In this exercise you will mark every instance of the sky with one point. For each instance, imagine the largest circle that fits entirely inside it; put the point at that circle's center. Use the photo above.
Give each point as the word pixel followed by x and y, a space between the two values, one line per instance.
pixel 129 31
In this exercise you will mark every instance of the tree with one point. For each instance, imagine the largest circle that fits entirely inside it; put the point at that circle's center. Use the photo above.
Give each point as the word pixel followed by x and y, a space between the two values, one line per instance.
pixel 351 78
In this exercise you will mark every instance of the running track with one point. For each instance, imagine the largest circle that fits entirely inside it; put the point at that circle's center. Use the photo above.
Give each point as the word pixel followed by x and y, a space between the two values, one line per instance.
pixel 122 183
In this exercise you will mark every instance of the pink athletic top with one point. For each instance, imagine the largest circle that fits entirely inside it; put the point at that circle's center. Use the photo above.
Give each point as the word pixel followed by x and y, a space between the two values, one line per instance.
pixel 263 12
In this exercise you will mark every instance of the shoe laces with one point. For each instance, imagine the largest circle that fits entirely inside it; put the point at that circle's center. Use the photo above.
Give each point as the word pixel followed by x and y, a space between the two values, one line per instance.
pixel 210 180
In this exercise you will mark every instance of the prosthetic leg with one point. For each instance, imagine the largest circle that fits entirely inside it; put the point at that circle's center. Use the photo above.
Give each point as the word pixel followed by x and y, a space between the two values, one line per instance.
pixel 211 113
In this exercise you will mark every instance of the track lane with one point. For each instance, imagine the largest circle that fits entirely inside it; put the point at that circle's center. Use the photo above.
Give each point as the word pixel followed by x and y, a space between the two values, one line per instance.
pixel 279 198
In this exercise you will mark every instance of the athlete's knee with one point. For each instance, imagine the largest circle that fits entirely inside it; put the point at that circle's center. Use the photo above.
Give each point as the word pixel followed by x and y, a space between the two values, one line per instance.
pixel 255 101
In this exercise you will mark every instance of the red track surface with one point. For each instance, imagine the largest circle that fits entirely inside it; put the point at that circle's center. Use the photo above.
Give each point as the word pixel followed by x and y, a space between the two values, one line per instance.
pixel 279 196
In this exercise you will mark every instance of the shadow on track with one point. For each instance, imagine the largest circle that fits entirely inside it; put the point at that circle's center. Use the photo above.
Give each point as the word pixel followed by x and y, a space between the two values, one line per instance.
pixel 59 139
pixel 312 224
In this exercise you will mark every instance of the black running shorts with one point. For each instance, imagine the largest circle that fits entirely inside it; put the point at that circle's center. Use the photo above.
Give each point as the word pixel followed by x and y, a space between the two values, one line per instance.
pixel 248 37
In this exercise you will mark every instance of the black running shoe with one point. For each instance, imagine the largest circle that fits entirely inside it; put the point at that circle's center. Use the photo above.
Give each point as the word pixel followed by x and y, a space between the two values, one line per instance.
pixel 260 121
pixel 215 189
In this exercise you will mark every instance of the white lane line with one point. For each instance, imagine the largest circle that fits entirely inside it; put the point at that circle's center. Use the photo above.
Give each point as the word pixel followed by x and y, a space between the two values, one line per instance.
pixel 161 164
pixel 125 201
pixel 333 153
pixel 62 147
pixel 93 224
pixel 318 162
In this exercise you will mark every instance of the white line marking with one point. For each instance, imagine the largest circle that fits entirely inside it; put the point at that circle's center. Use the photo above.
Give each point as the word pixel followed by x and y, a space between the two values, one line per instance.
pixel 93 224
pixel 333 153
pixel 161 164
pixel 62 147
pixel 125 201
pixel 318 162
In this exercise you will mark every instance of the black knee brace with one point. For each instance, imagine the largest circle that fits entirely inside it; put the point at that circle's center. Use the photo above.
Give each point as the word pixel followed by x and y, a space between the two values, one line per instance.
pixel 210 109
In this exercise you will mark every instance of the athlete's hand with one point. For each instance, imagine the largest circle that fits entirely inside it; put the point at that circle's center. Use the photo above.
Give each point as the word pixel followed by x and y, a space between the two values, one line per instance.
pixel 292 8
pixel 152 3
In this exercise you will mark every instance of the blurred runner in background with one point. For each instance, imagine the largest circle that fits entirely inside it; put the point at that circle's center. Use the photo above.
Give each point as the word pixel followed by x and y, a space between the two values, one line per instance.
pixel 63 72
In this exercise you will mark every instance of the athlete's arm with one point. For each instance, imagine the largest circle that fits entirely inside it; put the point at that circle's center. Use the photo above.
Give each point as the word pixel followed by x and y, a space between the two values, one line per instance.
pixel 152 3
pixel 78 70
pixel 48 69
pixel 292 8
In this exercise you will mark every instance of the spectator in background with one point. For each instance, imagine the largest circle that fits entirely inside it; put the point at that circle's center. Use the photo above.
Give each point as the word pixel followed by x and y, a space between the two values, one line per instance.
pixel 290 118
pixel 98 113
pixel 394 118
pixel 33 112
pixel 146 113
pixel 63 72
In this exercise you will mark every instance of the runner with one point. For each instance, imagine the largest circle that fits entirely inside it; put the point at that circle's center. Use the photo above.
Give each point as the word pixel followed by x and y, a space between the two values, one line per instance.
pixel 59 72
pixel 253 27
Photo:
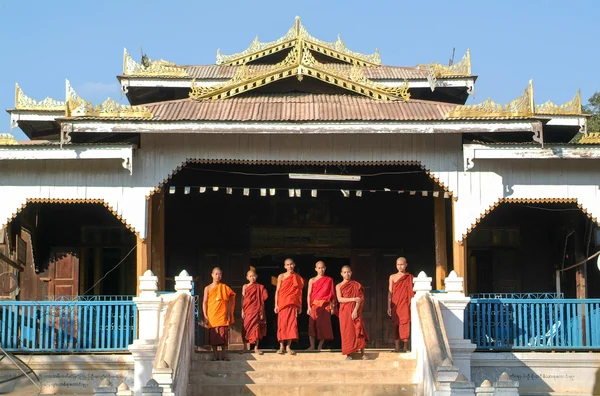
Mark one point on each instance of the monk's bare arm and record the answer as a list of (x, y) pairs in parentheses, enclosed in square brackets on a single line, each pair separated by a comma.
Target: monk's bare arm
[(242, 303), (205, 304), (310, 282), (279, 278), (391, 282)]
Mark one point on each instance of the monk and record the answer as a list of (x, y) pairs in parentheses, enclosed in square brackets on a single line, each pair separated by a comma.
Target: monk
[(253, 312), (351, 296), (399, 295), (321, 303), (288, 304), (217, 305)]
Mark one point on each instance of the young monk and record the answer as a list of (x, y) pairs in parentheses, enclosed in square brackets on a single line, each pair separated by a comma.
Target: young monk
[(288, 304), (217, 305), (351, 296), (321, 302), (253, 312), (399, 295)]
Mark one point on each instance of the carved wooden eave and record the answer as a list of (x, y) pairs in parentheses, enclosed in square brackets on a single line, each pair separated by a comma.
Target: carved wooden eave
[(293, 38), (300, 63), (78, 107), (24, 102), (572, 107), (460, 68), (149, 67), (522, 107)]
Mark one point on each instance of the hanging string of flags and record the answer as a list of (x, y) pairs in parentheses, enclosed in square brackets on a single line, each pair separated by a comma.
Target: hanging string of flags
[(297, 192)]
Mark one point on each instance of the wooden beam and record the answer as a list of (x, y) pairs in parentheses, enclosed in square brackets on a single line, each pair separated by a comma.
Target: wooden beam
[(156, 237), (459, 253), (441, 255)]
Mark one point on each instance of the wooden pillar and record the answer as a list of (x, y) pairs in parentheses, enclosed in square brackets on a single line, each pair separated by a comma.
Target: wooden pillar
[(459, 252), (156, 242), (441, 253), (141, 261)]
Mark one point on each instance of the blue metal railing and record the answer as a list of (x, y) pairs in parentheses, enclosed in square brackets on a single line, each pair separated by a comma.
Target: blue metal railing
[(533, 324), (67, 326)]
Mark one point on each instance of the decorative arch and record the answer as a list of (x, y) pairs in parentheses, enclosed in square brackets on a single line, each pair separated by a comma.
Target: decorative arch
[(527, 201), (158, 188), (73, 201)]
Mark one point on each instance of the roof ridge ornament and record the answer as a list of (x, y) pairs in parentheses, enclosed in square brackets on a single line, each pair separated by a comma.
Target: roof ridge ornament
[(294, 35), (24, 102), (76, 106), (523, 106), (148, 67), (569, 108)]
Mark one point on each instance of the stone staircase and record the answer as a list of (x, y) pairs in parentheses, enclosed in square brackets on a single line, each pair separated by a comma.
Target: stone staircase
[(307, 373)]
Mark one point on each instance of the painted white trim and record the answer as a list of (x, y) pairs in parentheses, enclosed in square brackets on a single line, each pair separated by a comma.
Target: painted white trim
[(515, 152), (115, 126), (68, 152)]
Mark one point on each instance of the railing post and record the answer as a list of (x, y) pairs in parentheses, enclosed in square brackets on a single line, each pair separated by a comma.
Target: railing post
[(505, 386), (105, 389), (183, 282), (452, 305), (144, 347)]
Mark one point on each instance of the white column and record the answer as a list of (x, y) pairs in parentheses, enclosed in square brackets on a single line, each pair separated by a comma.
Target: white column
[(144, 347), (453, 304)]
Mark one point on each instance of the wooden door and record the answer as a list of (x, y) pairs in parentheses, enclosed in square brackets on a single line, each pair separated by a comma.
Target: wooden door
[(364, 271), (64, 275)]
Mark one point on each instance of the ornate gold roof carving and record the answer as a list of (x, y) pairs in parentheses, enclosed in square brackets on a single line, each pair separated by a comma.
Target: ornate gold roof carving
[(300, 62), (292, 38), (148, 67), (78, 107), (521, 107), (571, 107), (6, 139), (24, 102), (460, 68)]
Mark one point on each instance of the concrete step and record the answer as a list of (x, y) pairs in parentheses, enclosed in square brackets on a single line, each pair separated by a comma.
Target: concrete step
[(305, 389), (306, 355), (321, 376), (295, 365)]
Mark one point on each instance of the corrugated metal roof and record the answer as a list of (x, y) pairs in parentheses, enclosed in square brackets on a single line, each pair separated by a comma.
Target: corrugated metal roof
[(374, 73), (299, 107)]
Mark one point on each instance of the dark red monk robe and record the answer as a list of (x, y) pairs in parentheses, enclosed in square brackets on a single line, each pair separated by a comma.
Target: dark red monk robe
[(289, 301), (402, 293), (354, 334), (255, 328), (319, 321)]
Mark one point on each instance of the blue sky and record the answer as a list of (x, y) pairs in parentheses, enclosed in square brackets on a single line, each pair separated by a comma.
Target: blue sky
[(555, 43)]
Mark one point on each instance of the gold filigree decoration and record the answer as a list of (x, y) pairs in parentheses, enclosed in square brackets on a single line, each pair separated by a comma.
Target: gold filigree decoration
[(148, 67), (79, 107), (6, 139), (521, 107), (292, 38), (24, 102), (588, 138), (460, 68), (571, 107), (300, 62)]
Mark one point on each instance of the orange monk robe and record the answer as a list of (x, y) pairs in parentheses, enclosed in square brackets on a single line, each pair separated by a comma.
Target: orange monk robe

**Written task**
Copy out the lines above word for word, starting with the line containing "Mark one point on each instance of the ornate" and ending with the line containing "Target: ornate gold roof carving", both included.

**Output for this task**
Mark one point on each instance of the ornate gold roof carving and record the answer as a list of (x, y) pairs in parentheses, enclosed in square brackets on a single line, each pair separated by a comma.
Target: ornate gold roof carving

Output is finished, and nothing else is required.